[SOURCE PASSAGE]
- Original language: English
- Written by: Nilo Cruz
- Characters: Santiago; Cheché; Ofelia; Marela; Conchita; Palomo; Juan Julian; Eliades;
- Setting: 1929, Ybor City, Tampa, Florida

Premiere
- Date: 12 October 2002
- Place: New Theatre, Coral Gables, Florida

= Anna in the Tropics =

Play written by Nilo Cruz

Anna in the Tropics is a play by Nilo Cruz. It won the 2003 Pulitzer Prize for Drama.

==Plot==
The play is set in Ybor City, a section of Tampa and the center of the cigar industry. When Cuban immigrants brought the cigar-making industry to Florida in the 20th century, they carried with them another tradition. As the workers toiled away in the factory hand rolling each cigar, the lector, historically well-dressed and well-spoken, would read to them. It was the lector who informed, organized and entertained the workers until the 1930s, when the rollers and the readers were replaced by mechanization.

In the play, the lector reads Anna Karenina, sparking the characters' lives and relationships to spin out of control.

==Characters==
- Santiago, owner of a cigar factory, late 50s
- Cheché, his half-brother, half-Cuban, half-American, early 40s
- Ofelia, Santiago's wife, 50s
- Marela, Ofelia and Santiago's daughter, 22
- Conchita, Marela's sister, 32
- Palomo, Conchita's husband, 41
- Juan Julián, the lector, 38
- Elíades, local gamester, runs cockfights, 40s

==Productions==
Anna in the Tropics was commissioned and originally produced by New Theatre, Coral Gables, Florida, Rafael del Acha, Artistic Director, Eileen Suarez, Managing Director, in 2002 with support from the NEA/TCG Theatre Residency Program for Playwrights.

The South Coast Repertory presented the play on its Julianne Argyros Stage. It ran from 28 September to 19 October 2003. Directed by Juliette Carrillo, the cast included Jonathan Nichols (Eliades/Palomo), Tony Plana (Santiago), Geoffrey Rivas (Cheché), Onahoua Rodriguez (Marela), Adriana Sevan (Conchita), Karmín Murcelo (Ofelia) and Julian Acosta (Juan Julian).

[WHAT IS REQUIRED] Extend the article on the play Anna in the Tropics, picking up right after its final sentence.

[RAW RECORDS]
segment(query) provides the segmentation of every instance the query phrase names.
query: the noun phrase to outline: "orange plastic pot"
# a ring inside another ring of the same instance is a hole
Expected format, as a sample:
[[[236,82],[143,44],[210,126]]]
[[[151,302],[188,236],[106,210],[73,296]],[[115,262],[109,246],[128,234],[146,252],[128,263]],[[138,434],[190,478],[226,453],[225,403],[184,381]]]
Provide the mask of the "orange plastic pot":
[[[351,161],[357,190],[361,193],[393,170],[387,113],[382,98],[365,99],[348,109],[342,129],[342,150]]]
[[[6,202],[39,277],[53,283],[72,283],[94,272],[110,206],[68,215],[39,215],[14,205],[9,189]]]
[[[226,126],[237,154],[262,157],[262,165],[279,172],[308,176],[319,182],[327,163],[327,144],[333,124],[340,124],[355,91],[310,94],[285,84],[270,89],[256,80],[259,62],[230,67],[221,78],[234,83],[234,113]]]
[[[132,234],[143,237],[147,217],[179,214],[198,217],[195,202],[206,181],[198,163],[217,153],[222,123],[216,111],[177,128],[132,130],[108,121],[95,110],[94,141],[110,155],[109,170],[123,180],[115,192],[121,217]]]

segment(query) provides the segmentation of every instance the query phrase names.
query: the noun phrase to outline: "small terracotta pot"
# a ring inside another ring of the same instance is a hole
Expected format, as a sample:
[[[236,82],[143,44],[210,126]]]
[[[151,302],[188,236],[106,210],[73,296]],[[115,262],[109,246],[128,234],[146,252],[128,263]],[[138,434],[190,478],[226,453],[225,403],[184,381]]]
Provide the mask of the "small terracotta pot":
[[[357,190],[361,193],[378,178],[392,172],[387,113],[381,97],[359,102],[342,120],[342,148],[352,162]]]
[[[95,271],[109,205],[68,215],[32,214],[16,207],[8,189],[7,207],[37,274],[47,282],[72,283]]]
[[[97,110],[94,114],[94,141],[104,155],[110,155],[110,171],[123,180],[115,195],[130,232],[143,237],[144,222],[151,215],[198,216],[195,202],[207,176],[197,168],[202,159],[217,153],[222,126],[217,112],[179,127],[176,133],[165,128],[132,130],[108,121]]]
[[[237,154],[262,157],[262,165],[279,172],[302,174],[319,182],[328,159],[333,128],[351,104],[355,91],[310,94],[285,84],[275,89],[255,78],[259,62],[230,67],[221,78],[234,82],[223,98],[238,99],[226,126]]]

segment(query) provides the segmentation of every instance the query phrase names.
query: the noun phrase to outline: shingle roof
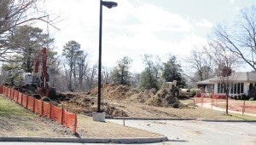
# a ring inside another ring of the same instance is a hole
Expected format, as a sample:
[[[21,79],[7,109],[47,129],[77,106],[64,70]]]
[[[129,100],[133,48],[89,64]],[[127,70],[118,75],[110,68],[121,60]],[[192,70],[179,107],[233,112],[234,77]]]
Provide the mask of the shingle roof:
[[[256,72],[235,72],[230,76],[230,80],[234,82],[253,82],[256,83]],[[219,78],[212,78],[203,81],[196,82],[196,84],[211,84],[220,82]]]

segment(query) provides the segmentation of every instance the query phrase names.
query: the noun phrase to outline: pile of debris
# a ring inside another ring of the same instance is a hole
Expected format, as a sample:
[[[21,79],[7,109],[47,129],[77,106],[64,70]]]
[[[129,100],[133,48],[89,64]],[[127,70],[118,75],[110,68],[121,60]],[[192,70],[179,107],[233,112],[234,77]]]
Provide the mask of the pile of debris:
[[[116,101],[128,101],[136,103],[143,103],[154,107],[184,107],[170,91],[165,89],[156,90],[138,90],[128,85],[106,84],[102,86],[102,98]],[[90,91],[90,95],[97,95],[97,87]]]
[[[97,87],[88,92],[61,93],[59,94],[58,102],[61,106],[74,113],[85,113],[91,114],[97,109]],[[127,113],[121,107],[109,102],[126,102],[145,104],[154,107],[184,107],[170,91],[165,89],[156,90],[138,90],[128,85],[106,84],[102,86],[102,109],[113,117],[127,117]]]

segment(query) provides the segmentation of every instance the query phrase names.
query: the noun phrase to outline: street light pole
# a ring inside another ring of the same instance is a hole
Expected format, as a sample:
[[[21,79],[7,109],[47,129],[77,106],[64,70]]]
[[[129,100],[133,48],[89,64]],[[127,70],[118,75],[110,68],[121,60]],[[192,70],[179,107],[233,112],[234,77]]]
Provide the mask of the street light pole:
[[[115,2],[100,1],[100,31],[99,31],[99,68],[98,68],[98,107],[97,113],[101,110],[101,96],[102,96],[102,5],[111,9],[118,5]]]

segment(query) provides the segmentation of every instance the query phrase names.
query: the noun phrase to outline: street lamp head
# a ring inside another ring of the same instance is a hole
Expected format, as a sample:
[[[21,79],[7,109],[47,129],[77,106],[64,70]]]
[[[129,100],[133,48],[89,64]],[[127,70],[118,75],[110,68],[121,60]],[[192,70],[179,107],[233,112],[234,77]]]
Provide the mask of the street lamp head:
[[[118,6],[118,3],[115,2],[108,2],[108,1],[102,1],[102,4],[108,9],[112,9],[113,7]]]

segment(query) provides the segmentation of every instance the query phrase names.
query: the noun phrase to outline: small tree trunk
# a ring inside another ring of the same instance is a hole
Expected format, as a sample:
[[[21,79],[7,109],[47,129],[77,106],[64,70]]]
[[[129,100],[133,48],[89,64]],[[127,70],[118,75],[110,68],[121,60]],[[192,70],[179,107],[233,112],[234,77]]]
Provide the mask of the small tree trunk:
[[[226,115],[229,114],[229,93],[226,93]]]

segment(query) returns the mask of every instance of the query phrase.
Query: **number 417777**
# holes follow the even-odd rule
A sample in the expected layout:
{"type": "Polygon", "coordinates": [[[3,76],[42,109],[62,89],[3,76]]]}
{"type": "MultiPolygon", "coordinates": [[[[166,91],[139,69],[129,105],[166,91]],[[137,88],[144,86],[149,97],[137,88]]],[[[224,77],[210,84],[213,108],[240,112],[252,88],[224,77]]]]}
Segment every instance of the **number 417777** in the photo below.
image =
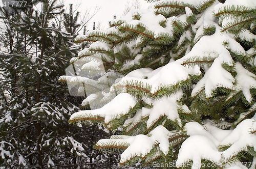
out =
{"type": "Polygon", "coordinates": [[[23,7],[26,6],[28,3],[27,1],[3,1],[3,6],[4,7],[23,7]]]}

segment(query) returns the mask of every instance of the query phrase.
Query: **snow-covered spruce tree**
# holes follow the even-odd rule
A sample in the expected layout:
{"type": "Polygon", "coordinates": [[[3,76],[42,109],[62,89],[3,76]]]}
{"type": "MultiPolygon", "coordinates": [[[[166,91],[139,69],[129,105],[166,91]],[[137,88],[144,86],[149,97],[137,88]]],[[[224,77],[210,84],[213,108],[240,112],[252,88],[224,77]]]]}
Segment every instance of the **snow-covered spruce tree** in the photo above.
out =
{"type": "Polygon", "coordinates": [[[92,43],[59,80],[91,109],[70,122],[104,123],[115,134],[95,147],[121,165],[254,168],[256,2],[148,2],[76,38],[92,43]]]}
{"type": "Polygon", "coordinates": [[[0,167],[84,167],[86,132],[67,121],[79,108],[56,77],[73,54],[74,35],[56,23],[63,5],[40,2],[41,11],[1,8],[0,167]]]}

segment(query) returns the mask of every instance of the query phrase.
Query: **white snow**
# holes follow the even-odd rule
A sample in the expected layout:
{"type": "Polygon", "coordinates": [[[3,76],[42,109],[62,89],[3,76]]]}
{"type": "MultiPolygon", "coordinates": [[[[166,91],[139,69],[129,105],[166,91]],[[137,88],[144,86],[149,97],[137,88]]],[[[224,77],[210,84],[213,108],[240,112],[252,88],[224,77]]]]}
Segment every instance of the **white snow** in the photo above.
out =
{"type": "Polygon", "coordinates": [[[246,100],[250,103],[252,100],[250,89],[256,89],[256,76],[254,74],[244,68],[239,63],[236,63],[236,70],[237,75],[236,79],[237,81],[237,88],[243,91],[243,94],[246,100]]]}
{"type": "Polygon", "coordinates": [[[127,93],[117,95],[109,103],[102,107],[94,110],[81,110],[73,114],[70,120],[76,117],[88,118],[91,116],[100,116],[105,118],[105,123],[108,124],[115,118],[127,113],[129,109],[134,106],[136,99],[127,93]]]}

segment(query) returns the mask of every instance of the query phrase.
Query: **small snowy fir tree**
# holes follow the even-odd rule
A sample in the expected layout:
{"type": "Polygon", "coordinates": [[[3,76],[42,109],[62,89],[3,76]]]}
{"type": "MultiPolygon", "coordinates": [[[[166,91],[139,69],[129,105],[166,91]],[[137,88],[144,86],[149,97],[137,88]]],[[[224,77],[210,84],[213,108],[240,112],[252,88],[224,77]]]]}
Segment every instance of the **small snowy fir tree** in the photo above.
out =
{"type": "Polygon", "coordinates": [[[59,80],[91,109],[70,122],[104,123],[95,148],[121,165],[255,168],[256,2],[148,1],[76,38],[91,44],[59,80]]]}

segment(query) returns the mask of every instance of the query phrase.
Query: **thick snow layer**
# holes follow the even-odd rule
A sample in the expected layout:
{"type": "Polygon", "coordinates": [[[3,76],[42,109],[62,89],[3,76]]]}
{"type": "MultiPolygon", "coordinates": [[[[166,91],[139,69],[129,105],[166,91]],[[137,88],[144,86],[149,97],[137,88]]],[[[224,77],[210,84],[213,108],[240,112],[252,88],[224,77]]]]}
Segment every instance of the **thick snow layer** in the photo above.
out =
{"type": "MultiPolygon", "coordinates": [[[[182,96],[182,94],[180,97],[182,96]]],[[[173,121],[177,121],[181,127],[181,121],[177,110],[176,100],[171,98],[163,97],[153,102],[149,119],[147,121],[147,128],[150,128],[152,124],[161,116],[166,116],[168,119],[173,121]]]]}
{"type": "Polygon", "coordinates": [[[209,121],[203,126],[195,122],[186,123],[185,129],[190,137],[182,143],[176,166],[182,166],[191,160],[194,168],[200,168],[201,159],[221,165],[241,151],[246,150],[248,146],[255,151],[256,135],[252,133],[256,130],[255,124],[255,119],[247,119],[234,130],[222,130],[209,121]],[[218,150],[220,146],[229,145],[231,146],[223,152],[218,150]]]}
{"type": "Polygon", "coordinates": [[[81,110],[73,114],[70,120],[76,117],[88,118],[100,116],[105,118],[105,123],[108,123],[114,118],[124,115],[136,104],[136,99],[127,93],[121,93],[117,95],[110,102],[102,107],[94,110],[81,110]]]}
{"type": "Polygon", "coordinates": [[[256,130],[255,124],[255,119],[244,120],[221,142],[221,145],[231,145],[222,153],[224,160],[241,151],[247,150],[247,146],[253,147],[254,151],[256,151],[256,135],[252,133],[252,131],[256,130]]]}
{"type": "Polygon", "coordinates": [[[176,166],[182,166],[188,160],[193,160],[192,168],[200,168],[201,159],[217,163],[221,160],[219,152],[211,139],[203,135],[193,135],[183,142],[180,149],[176,166]]]}
{"type": "Polygon", "coordinates": [[[256,76],[244,68],[243,66],[239,63],[236,63],[236,70],[237,75],[236,79],[237,81],[237,88],[242,90],[246,100],[250,103],[252,100],[250,89],[256,89],[256,76]]]}
{"type": "Polygon", "coordinates": [[[256,7],[256,2],[254,0],[226,0],[224,4],[220,3],[215,7],[216,13],[221,8],[231,6],[232,5],[244,6],[249,8],[253,9],[256,7]]]}
{"type": "Polygon", "coordinates": [[[230,73],[222,67],[220,58],[217,58],[203,78],[196,85],[191,96],[196,95],[204,87],[206,97],[211,97],[212,91],[218,87],[232,89],[234,80],[230,73]]]}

[RESULT]
The play started performances on Broadway at the Royale Theatre (since renamed Bernard B. Jacobs Theatre) on November 4, 2003, opening on November 16. Directed by Emily Mann, the cast included Jimmy Smits (Juan Julian), Priscilla Lopez (Ofelia), Daphne Rubin-Vega (Conchita), Victor Argo (Santiago), Vanessa Aspilaga (Marela), John Ortiz (Eliades/Palomo) and David Zayas (Cheché). The play closed on February 22, 2004, after 15 previews and 113 performances

The first U.S. national tour starting in September 2004 and ending in February 2005 was a co-production between Dallas Theater Center, Arizona Theatre Company, and Pasadena Playhouse. Directed by Richard Hamburger, the cast included Al Espinosa (Juan Julián), Jacqueline Duprey (Conchita), Timothy Paul Perez (Eliades/Palomo), Apollo Dukakis (Santiago), Javi Mulero (Cheché), Adriana Gaviria (Marela), and Karmín Murcelo (Ofelia).

L.A. Theatre Works presented Anna in the Tropics as part of its 2004–2005 season. Directed by Jose Luis Valenzuela, the cast included Jimmy Smits, Onahoua Rodriguez, Adriana Sevan, Jonathan Nichols, Winston Rocha, and Herbert Siguenza.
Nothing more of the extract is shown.